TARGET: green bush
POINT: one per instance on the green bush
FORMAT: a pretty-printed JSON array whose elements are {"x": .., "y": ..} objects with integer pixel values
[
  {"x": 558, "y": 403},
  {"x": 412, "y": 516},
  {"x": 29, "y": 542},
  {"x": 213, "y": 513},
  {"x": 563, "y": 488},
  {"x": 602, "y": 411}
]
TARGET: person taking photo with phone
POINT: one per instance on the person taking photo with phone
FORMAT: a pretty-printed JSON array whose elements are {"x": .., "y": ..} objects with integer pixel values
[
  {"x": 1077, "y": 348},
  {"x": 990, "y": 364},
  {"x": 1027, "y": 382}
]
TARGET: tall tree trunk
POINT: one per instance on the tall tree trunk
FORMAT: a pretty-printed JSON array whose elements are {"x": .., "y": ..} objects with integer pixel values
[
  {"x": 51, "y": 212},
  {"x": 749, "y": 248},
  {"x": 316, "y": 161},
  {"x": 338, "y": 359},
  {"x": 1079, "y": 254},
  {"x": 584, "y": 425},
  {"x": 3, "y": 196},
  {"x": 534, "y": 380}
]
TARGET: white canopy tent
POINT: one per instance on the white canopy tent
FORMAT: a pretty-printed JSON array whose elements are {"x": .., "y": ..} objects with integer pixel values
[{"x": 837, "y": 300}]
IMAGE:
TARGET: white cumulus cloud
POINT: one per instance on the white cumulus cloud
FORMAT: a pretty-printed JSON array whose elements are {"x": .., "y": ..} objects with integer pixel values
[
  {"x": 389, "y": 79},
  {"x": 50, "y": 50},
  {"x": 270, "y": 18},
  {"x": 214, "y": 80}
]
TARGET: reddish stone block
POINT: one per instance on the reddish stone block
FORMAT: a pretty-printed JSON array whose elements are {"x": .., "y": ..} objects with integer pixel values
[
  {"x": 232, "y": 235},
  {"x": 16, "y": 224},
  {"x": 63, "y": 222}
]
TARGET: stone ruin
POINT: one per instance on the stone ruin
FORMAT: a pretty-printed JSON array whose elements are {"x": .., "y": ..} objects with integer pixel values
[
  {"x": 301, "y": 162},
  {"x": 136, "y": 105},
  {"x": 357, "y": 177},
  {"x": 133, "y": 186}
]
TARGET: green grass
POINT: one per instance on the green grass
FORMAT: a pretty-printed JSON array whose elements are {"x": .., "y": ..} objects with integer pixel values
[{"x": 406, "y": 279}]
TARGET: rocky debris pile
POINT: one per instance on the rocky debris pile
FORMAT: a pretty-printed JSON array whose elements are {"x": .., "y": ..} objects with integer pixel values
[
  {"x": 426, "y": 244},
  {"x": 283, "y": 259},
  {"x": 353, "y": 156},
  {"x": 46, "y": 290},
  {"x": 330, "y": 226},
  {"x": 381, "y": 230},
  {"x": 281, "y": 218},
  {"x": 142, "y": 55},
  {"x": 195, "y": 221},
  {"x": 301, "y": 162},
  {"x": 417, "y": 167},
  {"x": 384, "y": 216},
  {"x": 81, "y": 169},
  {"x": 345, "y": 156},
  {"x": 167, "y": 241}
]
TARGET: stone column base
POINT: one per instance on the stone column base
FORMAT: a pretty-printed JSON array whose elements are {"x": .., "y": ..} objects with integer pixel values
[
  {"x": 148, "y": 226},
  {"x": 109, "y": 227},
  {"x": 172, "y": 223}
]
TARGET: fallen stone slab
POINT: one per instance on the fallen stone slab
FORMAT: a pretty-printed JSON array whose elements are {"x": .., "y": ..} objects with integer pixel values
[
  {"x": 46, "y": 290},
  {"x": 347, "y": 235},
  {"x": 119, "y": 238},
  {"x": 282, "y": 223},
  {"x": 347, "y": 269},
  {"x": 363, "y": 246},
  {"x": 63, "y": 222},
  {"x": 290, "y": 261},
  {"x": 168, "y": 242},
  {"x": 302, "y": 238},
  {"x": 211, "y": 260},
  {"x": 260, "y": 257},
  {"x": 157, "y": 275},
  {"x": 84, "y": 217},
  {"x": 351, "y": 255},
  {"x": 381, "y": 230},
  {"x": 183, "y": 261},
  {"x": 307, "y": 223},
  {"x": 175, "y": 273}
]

### PROBLEM DETAILS
Please print all of the records above again, line for line, with nothing changed.

### RESPONSE
TARGET: green bush
POINT: one per instance on the green bush
FORMAT: a pretty-printed JSON array whose elements are {"x": .., "y": ..} objects with integer pixel values
[
  {"x": 558, "y": 403},
  {"x": 412, "y": 516},
  {"x": 29, "y": 542},
  {"x": 213, "y": 513},
  {"x": 563, "y": 488},
  {"x": 602, "y": 411}
]
TARGET: person taking photo with phone
POINT: one per instance on the person taking photo with phone
FORMAT: a pretty-printed JSON array whose elements are {"x": .., "y": ..} objects with integer pixel values
[
  {"x": 1077, "y": 348},
  {"x": 990, "y": 364},
  {"x": 1027, "y": 382}
]
TARGET: tall tree trunk
POINT: one per instance on the tall tree trunk
FORMAT: a pretty-printed JSON array whose elements are {"x": .., "y": ..} objects with integer pixel values
[
  {"x": 51, "y": 212},
  {"x": 749, "y": 248},
  {"x": 316, "y": 161},
  {"x": 338, "y": 359},
  {"x": 1079, "y": 254},
  {"x": 584, "y": 425},
  {"x": 3, "y": 196},
  {"x": 534, "y": 380}
]
TARGET: white canopy tent
POINT: one per instance on the white canopy tent
FORMAT: a pretty-printed JSON array whose elements are {"x": .., "y": ..} objects with integer pixel values
[{"x": 837, "y": 300}]
IMAGE:
TARGET: white cumulus cloud
POINT: one per instance on the white cumulus cloud
FORMAT: a pretty-printed JSON array whose elements are {"x": .., "y": ..} objects with integer pixel values
[
  {"x": 389, "y": 79},
  {"x": 50, "y": 50},
  {"x": 270, "y": 18},
  {"x": 214, "y": 80}
]
TARGET: reddish stone block
POINT: one per instance on the reddish stone block
FORMAT: a pretty-printed JSON array whose elements are {"x": .., "y": ..} objects with integer pixel values
[
  {"x": 232, "y": 235},
  {"x": 16, "y": 224},
  {"x": 63, "y": 222}
]
TARGET: stone ruin
POINT: one per instance on the stone ruin
FORMAT: a pretty-printed JSON array whose elements are {"x": .., "y": ..} objects with integer pixel values
[
  {"x": 301, "y": 162},
  {"x": 136, "y": 105},
  {"x": 357, "y": 177},
  {"x": 133, "y": 186}
]
TARGET: green grass
POINT: one per instance on the green grass
FORMAT: a pretty-printed JSON array whose elements are {"x": .., "y": ..} objects with integer pixel values
[{"x": 406, "y": 279}]
TARGET: rocky debris pile
POINT: one per instance on the rocky debris pile
FORMAT: a pretty-printed JSON array whose elements are {"x": .., "y": ..} objects with integer pixel values
[
  {"x": 426, "y": 244},
  {"x": 283, "y": 259},
  {"x": 353, "y": 156},
  {"x": 46, "y": 290},
  {"x": 330, "y": 226},
  {"x": 381, "y": 230},
  {"x": 281, "y": 218},
  {"x": 142, "y": 55},
  {"x": 195, "y": 221},
  {"x": 301, "y": 162},
  {"x": 417, "y": 167},
  {"x": 384, "y": 216},
  {"x": 81, "y": 169},
  {"x": 345, "y": 156},
  {"x": 167, "y": 241}
]
TARGET: stone column base
POINT: one per instance on the stone column base
FORMAT: a pretty-printed JSON array whose elements are {"x": .., "y": ..} objects with integer pixel values
[
  {"x": 148, "y": 226},
  {"x": 109, "y": 227},
  {"x": 172, "y": 223}
]
TARGET: fallen stone slab
POINT: one per instance on the fallen stone slab
FORMAT: a pretty-printed JSON array whose elements are {"x": .., "y": ..} objects with integer pixel values
[
  {"x": 46, "y": 290},
  {"x": 347, "y": 235},
  {"x": 119, "y": 238},
  {"x": 282, "y": 223},
  {"x": 347, "y": 269},
  {"x": 363, "y": 246},
  {"x": 63, "y": 222},
  {"x": 290, "y": 261},
  {"x": 168, "y": 242},
  {"x": 302, "y": 238},
  {"x": 211, "y": 260},
  {"x": 260, "y": 257},
  {"x": 157, "y": 275},
  {"x": 84, "y": 217},
  {"x": 351, "y": 255},
  {"x": 381, "y": 230},
  {"x": 183, "y": 261},
  {"x": 307, "y": 223},
  {"x": 175, "y": 273}
]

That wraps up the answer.